==== Dataset extract ====

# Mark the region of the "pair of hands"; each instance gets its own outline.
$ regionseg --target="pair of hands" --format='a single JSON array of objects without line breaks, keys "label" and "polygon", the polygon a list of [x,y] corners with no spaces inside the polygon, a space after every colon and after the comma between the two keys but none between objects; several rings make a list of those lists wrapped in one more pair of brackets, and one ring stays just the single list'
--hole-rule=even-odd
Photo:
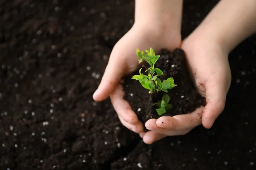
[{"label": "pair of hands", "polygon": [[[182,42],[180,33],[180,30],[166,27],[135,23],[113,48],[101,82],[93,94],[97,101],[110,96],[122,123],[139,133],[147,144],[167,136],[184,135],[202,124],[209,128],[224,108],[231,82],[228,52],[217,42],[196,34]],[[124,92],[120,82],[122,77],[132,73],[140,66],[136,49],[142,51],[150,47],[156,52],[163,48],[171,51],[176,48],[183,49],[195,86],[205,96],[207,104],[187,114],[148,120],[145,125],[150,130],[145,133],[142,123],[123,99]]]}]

====

*Problem statement:* Please write out every item above word for word, leaving the pictures out.

*Complete response:*
# Mark the region of the "pair of hands"; each instance gets its own outline.
$ regionseg --target="pair of hands" --format='a single JSON array of objects without line breaks, keys "label" and "polygon", the polygon a list of [x,y] corners with no spaces inside the polygon, a space after every colon and after the comma between the two keys but none between objects; several rings make a list of those lists wrapped in one more pair of brackets, and one ring stays just the single list'
--hole-rule=even-odd
Photo:
[{"label": "pair of hands", "polygon": [[[182,42],[180,33],[180,30],[166,27],[135,23],[113,48],[101,82],[93,94],[97,101],[110,96],[122,123],[139,133],[147,144],[167,136],[184,135],[202,124],[209,128],[224,108],[231,82],[228,52],[217,42],[196,34]],[[124,92],[120,82],[122,77],[132,73],[140,66],[136,49],[142,51],[150,47],[156,52],[163,48],[171,51],[176,48],[183,49],[195,86],[205,96],[207,104],[187,114],[148,120],[145,125],[150,130],[145,133],[142,123],[123,99]]]}]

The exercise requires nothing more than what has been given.